EXERCISE:
Please carry on the grepxcel guide to writing CSV patterns and regex below, picking up right after its last line.

PASSAGE FOR REVIEW:
▶
A pattern can be authored as **`.xlsx`** or **`.csv`** — both are read into the
same internal grid, so they behave identically. CSV is convenient for
hand-editing and produces clean git diffs. When writing CSV:

- One pattern row per CSV line; column A is the keyword (`config:`, `lbl:`, `var:`, `cell:…`).
- Table-template rows start with an **empty first field** (blank column A), e.g. `,HEADER:1,col_a,col_b`.
- **Quote any regex containing a comma**, e.g. `var,line.qty,integer,"\d{1,3}"`.
- Plain text only — formulas (a leading `=`) are rejected, exactly as in `.xlsx`.

---

## Writing the match pattern (regex) — the simple version

The last column of a `lbl:` or `var:` row is a **regex**: a little pattern that
describes *what the cell should look like*. You don't need to know regex to start —
here's everything most people need.

**Two rules to remember:**

1. **The whole cell must match.** If your pattern is `\d{4}` (four digits), the cell
   `2026` matches but `2026-05` does **not** (the `-05` is left over). You don't add
   `^` or `$` anchors — grepxcel does that for you.
2. **Leave it blank to accept anything.** No pattern in the last column = "any value
   is fine". For `date`/`datetime` fields, always leave it blank (the type is checked,
   not the text).

**The building blocks you'll actually use:**

| You want to match… | Write this | Matches |
|---|---|---|
| Any value at all | *(leave blank)* or `.*` | anything |
| A whole number | `\d+` | `7`, `2026`, `100` |
| Exactly 4 digits | `\d{4}` | `2026` (not `26`) |
| Between 1 and 3 digits | `\d{1,3}` | `5`, `42`, `999` |
| Letters only | `[A-Za-z]+` | `Acme` |
| A code like `PO-2026` | `PO-\d+` | `PO-1`, `PO-2026` |
| One of a few words | `paid\|unpaid\|pending` | `paid` |
| A price like `19.99` | `\d+\.\d{2}` | `19.99` |

Cheat-sheet: `\d` = a digit, `[A-Z]` = one capital letter, `+` = "one or more",
`{4}` = "exactly four", `{1,3}` = "between one and three", `.` = any character,
`.*` = "anything", `|` = "or".
◀
STORED DATA:
▶
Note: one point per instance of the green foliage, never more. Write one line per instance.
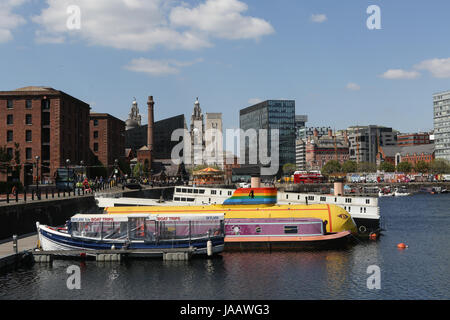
◀
OUTPUT FOR THIS EXERCISE:
**Tips for beginners:**

- **Start loose, then tighten.** Begin with a blank pattern (accept anything), run
  `extract`, see what comes out, then add a pattern only where you need to be strict.
- **Use `[A-Z]+`, not `([A-Z])+`.** Both look similar, but the bracket form is faster
  and the parentheses-with-a-`+` form is rejected by grepxcel as unsafe (it can make
  matching hang). The tool will tell you if you hit this.
- **Case doesn't matter?** Add one config row at the top of the pattern file:
  `config: | ignore.case | yes`. Then `PAID`, `Paid`, and `paid` all match the same
  pattern. (Default is case-sensitive.)
- **CSV pattern files:** if your pattern contains a comma (like `\d{1,3}`), wrap it in
  quotes — `"\d{1,3}"` — so the comma isn't read as a new column.

> Under the hood these are standard [Python `re`](https://docs.python.org/3/library/re.html)
> patterns, so anything from that syntax works if you already know regex.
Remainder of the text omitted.